* **Data extracts**:
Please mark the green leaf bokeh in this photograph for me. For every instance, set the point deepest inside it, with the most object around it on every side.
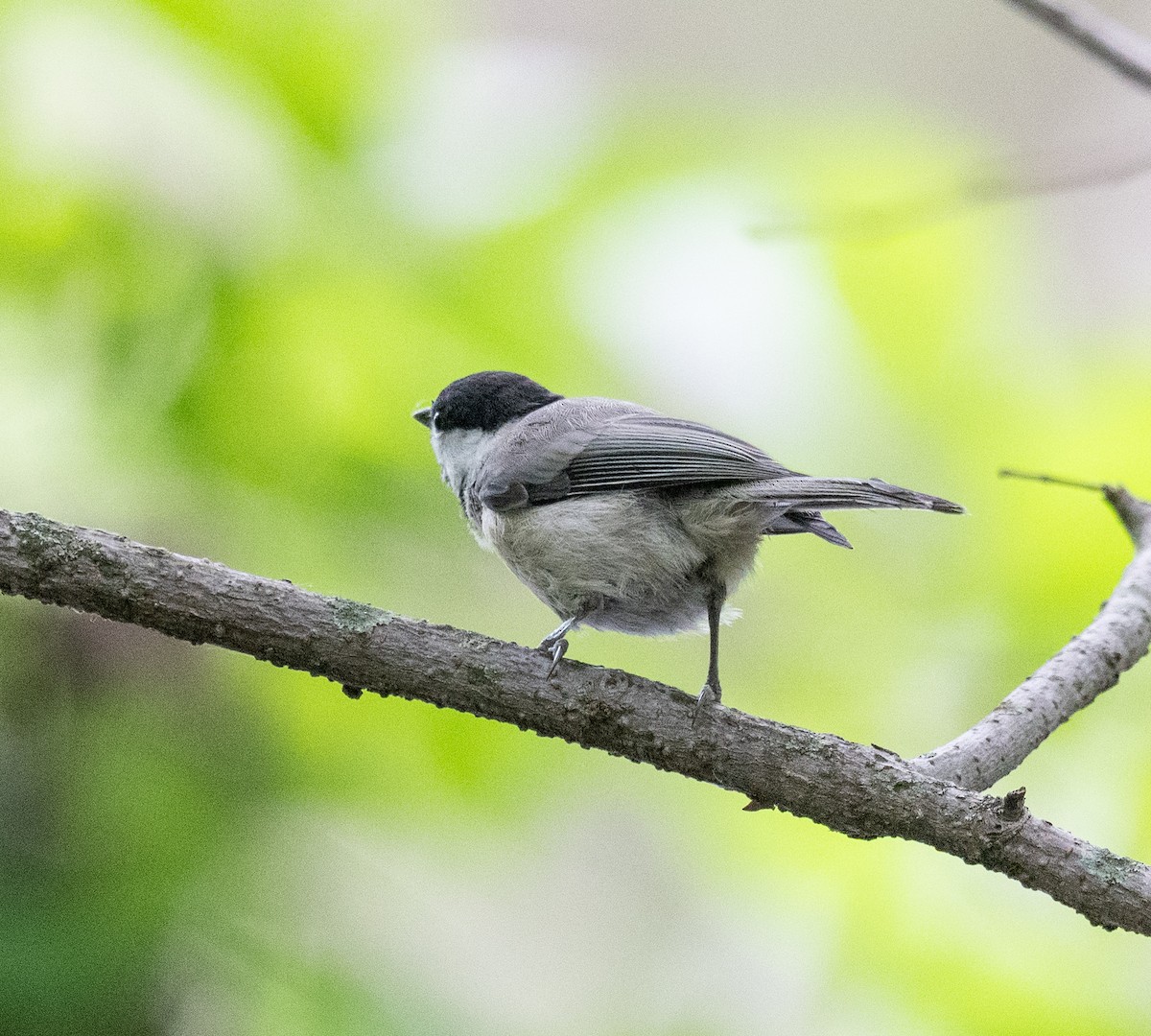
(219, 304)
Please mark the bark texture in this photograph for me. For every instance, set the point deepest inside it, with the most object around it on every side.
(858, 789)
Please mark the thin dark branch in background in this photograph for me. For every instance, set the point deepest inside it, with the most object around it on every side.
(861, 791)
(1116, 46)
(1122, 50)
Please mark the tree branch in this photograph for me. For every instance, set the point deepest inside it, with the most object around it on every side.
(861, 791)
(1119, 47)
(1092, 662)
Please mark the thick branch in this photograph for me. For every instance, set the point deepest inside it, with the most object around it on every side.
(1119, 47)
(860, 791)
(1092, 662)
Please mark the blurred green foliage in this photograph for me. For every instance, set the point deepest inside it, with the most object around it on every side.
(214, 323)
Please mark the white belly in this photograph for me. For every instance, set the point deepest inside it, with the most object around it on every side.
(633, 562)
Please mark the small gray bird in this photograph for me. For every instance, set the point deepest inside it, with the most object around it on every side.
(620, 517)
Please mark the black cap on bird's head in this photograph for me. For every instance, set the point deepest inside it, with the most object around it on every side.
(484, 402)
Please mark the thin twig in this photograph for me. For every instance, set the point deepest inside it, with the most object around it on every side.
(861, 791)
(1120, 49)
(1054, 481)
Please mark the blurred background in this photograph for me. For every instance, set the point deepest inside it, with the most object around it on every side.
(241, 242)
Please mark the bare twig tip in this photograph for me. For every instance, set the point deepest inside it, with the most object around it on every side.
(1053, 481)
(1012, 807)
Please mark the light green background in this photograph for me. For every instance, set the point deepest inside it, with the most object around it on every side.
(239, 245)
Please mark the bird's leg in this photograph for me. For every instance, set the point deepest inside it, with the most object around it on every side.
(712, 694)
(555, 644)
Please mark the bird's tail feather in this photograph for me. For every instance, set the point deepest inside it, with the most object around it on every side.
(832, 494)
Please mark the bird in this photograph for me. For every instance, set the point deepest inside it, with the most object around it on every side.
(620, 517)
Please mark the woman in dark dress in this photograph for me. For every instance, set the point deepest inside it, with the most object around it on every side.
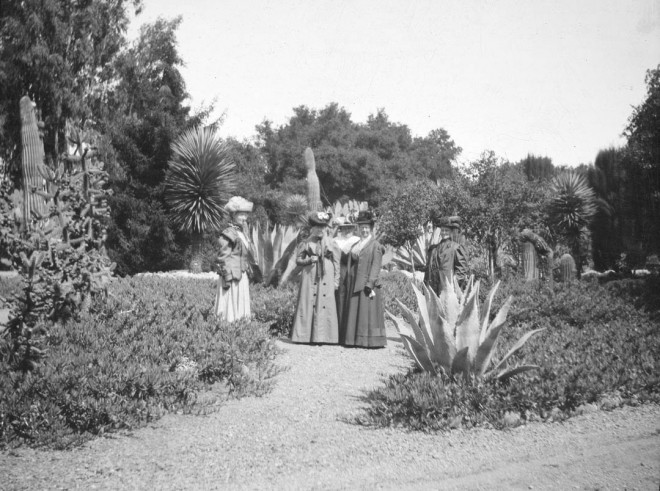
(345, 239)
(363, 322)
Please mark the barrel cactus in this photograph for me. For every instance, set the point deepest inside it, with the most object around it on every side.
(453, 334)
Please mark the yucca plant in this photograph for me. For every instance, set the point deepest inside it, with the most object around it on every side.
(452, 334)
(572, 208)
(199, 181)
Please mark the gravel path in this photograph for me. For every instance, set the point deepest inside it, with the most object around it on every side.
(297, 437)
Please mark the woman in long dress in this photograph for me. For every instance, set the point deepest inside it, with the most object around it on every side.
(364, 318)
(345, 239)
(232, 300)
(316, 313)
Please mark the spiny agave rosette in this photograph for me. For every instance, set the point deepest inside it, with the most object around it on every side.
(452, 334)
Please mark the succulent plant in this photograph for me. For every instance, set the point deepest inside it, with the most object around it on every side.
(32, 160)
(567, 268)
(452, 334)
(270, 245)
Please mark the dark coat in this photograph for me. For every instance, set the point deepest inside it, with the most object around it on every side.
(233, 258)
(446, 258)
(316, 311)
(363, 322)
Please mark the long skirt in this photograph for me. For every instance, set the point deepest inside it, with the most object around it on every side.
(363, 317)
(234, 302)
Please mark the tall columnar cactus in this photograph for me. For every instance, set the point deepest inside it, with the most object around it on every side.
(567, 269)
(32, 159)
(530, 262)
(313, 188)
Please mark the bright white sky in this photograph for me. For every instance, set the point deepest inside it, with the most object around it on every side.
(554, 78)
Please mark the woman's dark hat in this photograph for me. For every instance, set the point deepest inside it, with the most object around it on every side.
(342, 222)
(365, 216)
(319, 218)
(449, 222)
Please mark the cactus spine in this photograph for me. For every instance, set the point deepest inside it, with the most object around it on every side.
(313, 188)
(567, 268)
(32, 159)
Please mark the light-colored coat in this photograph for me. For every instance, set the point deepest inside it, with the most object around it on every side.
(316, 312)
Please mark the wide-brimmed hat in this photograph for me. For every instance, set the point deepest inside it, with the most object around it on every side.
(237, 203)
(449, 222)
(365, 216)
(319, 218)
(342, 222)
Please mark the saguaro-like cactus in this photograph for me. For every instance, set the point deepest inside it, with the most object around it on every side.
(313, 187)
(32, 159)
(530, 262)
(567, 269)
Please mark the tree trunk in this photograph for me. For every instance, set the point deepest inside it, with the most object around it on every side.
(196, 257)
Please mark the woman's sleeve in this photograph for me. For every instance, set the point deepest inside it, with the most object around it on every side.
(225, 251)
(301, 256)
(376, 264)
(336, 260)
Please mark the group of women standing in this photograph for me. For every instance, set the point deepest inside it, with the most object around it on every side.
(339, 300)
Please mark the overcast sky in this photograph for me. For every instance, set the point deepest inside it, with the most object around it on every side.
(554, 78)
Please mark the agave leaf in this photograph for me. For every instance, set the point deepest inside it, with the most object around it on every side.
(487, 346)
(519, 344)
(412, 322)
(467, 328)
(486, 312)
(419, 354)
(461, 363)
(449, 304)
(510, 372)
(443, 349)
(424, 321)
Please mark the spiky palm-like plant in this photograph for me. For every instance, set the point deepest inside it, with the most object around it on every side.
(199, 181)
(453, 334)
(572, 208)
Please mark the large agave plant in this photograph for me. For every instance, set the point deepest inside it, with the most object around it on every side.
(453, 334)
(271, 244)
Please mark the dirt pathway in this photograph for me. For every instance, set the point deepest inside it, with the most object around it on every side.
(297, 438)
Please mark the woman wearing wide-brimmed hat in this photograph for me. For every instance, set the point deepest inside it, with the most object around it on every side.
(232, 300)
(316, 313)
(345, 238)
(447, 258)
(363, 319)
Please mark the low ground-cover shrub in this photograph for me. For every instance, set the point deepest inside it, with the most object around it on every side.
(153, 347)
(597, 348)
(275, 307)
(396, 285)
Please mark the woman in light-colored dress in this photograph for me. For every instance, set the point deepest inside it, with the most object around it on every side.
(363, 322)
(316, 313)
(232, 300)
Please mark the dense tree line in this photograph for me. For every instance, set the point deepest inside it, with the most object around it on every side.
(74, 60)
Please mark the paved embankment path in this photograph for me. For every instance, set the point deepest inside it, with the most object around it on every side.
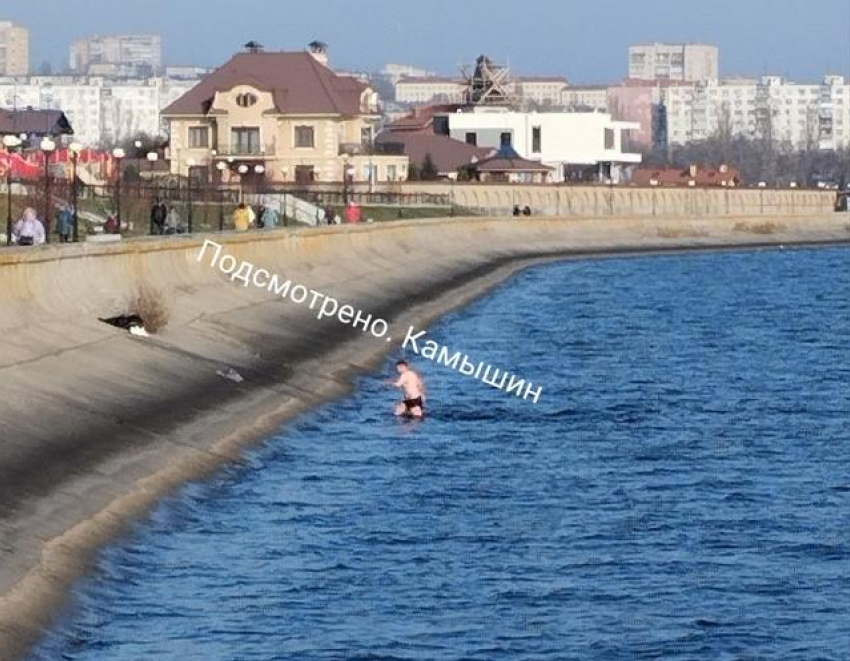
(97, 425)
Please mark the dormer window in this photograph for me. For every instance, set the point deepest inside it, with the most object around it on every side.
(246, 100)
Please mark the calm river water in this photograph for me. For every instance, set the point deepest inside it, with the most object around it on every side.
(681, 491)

* **Work required**: Each entry is to be given again exactly as it stands, with its pictures removed.

* **Reply**:
Please mark the green leaf bokeh in this photograph for me. For every instance, set the point deepest inside it, with the most object around it on every side.
(219, 304)
Please mark the bark texture in this photograph for me. For every instance, set the point deepest inside it, with the most object around it on every side.
(858, 789)
Please mark the thin dark branch in background in this photograph for me. For every instance, set the point deepest inside it, with the most object around it on every side.
(861, 791)
(1116, 46)
(1122, 50)
Please mark the tree branch in this photograph for me. For every instance, set the point deepest inside it, with the most object around it on every side.
(861, 791)
(1119, 47)
(1092, 662)
Please mark the thick branch in this photograph for me. For every instance, set the point deepest inside it, with the most object around it on every side.
(1119, 47)
(860, 791)
(1092, 662)
Please mark the blurred green foliage in this photograph for me. For every instance, set the point deepest inside it, with the most object around it on every side.
(214, 323)
Please mark the white belly in this photograph for me. For every instance, set the point deepest inside it, with the most object around it on every side.
(633, 562)
Please mark the small gray bird in this photograph for me. For every instance, set the point deepest inside it, with the most object around it on every side.
(620, 517)
Please mark the black cap on bird's head in this photograph for me. For every instance, set the point deepest inside it, with the most object around it on every side.
(484, 402)
Please mark the thin twig in this photograph for me. For every instance, set the point deepest inside it, with the most object around it on every side.
(861, 791)
(1120, 49)
(1054, 481)
Please mark the blurred background in this photograph for me. For every instance, set the point deepest inside it, with the most object around it on every side.
(241, 242)
Please mark the bare twig tip in this photograph for me. For every instance, set the point deepest inside it, with the most object around it on every side.
(1053, 481)
(1012, 807)
Please mark the light green background in this photograph for me. For every instance, set the point deepest inside it, with the most object around it on every side.
(239, 245)
Please mark the bird's leg in this photograph for me. For every instance, set the point deepest inside it, with the most object around it on every side.
(712, 694)
(555, 644)
Please mark the bird's tail feather in this photograph for me. For every instance, set the point deepest inside it, with the most object around it on every side.
(832, 494)
Please mark the bird in this photograph for me. For every instance, set the point deepest inside it, with the most object around it on every side.
(620, 517)
Please mark the woman in dark dress in this photograph for me. For every instance, set the point deepest inside it, with the most object around it on every side.
(345, 239)
(363, 322)
Please mark the barrel cactus in this photograph for me. For every instance, set the point deepest inside it, with the most object around it on every side.
(453, 334)
Please mark the yucca plant in this photograph for me. For every instance, set the point deepest inside it, with the most object around it on every side.
(452, 334)
(572, 208)
(199, 181)
Please mark the gravel path in this photograph for me. For every instance, set the point deepest inside it, with the most object around it on every side.
(297, 437)
Please mark the woman in long dress in this photograph for me. For every instance, set the point deepest inside it, with the most object around it on every side.
(364, 318)
(345, 239)
(232, 300)
(316, 313)
Please mark the spiny agave rosette in this photograph for me. For every instance, set the point deepest inside it, with the most object around it on every side.
(452, 334)
Please mark the succulent plant in this photograph for me. For every instance, set the point deepest inside it, with the most object around it on every side.
(32, 160)
(567, 268)
(452, 334)
(270, 245)
Please mark the dark coat in this photograph for me. For every instance, set the point deepest inside it, with the most object around it on every side.
(233, 258)
(446, 258)
(316, 311)
(363, 322)
Please mark the long skirt in this photograph for me. For every instance, set the point deepest inside it, with the most object around it on every side.
(363, 317)
(234, 302)
Please mark the tall columnar cactus in this photograph for me. For every instance, set the point deepest inside it, with the most object around it on every side.
(567, 269)
(32, 159)
(530, 262)
(313, 188)
Please mark the bright white sky in this photograph for me. For every instance, set the point deepest inside it, with the most object around it on every side.
(554, 78)
Please mark the woman's dark hat in this photograph for me. For every instance, set the point deepest inside it, with the most object around it on every side.
(342, 222)
(365, 216)
(319, 218)
(449, 222)
Please mark the cactus spine in this photograph for me. For every instance, set the point deepest inside it, with the most object around it on every side.
(313, 188)
(567, 268)
(32, 159)
Please mark the light-colored coat in this photograph for me. For every instance, set the point deepest inside it, with the most object around it on every side.
(316, 312)
Please mark the wide-brimmed hat in this photograph for me. For every instance, set the point deepest inside it, with the most object around it on every side.
(237, 203)
(449, 222)
(365, 216)
(319, 218)
(342, 222)
Please mark the saguaro-like cactus in this photograph for me. For every instance, set the point deepest inside it, with the most object around it on every side.
(313, 187)
(32, 159)
(530, 262)
(567, 269)
Please mark the tree trunk in this photograph for me. For every instance, set the point deepest inside it, with the most object around it on every side.
(196, 257)
Please mark the woman's sleeve in this photograph for me. For every instance, set the point deepest inside it, with the most object around it on every side.
(225, 251)
(301, 256)
(376, 264)
(336, 260)
Please mark the group of women standing in this photograph for me. For every instance, set the point deepest inside it, with the most object around it on every side.
(339, 300)
Please mark the overcast sky in this photograph for me. For every instance, set the point deepest inside it, with the most object around it on every side.
(554, 78)
Please mark the agave leaf in this photograph for me. For every instance, set the point deepest inside it, with the most object around it on every side.
(487, 346)
(519, 344)
(412, 322)
(467, 328)
(486, 312)
(419, 354)
(461, 363)
(449, 304)
(510, 372)
(443, 349)
(424, 321)
Please mark the spiky palm-like plant in this photograph for me. For every instance, set the point deepest inside it, with the most object around it on every side.
(199, 181)
(453, 334)
(572, 208)
Please mark the large agave plant in this photograph for me. For every instance, set the point deepest inside it, with the most object around it on every side.
(453, 334)
(271, 244)
Please mark the dirt pathway in this photograph for me. For every instance, set the point deepest inside it, with the most object around it on every side.
(297, 438)
Please mark the woman wearing wide-brimmed hat in this photograph for me. For every instance, set the point deepest inside it, with the most object around it on every side.
(232, 300)
(316, 313)
(345, 238)
(447, 258)
(363, 319)
Please mark the low ground-cover shrub in this photograph for me. For every instance, set the point deepest inside it, with the most object around it on every side.
(153, 347)
(597, 348)
(275, 307)
(396, 285)
Please mark the woman in light-colored dress in this photograph for me. For every instance, set the point deepest inside it, with the most object around it on every side.
(363, 322)
(316, 313)
(232, 300)
Please mark the dense tree line in this photograph for me. For every instance, set the point deepest inside it, with the most object around it on every side.
(74, 60)
Please mark the paved embankment path in this photograph for me. For every instance, set the point deepest inside it, with the most object around it on every side.
(97, 425)
Please mark the dormer window in this photograph for me. For every instance, set the point deepest inside it, with the most object around it on every side.
(246, 100)
Please mark the calm river water in this photograph for me. For every instance, set the point deepest inside it, with the most object around it on every side.
(681, 491)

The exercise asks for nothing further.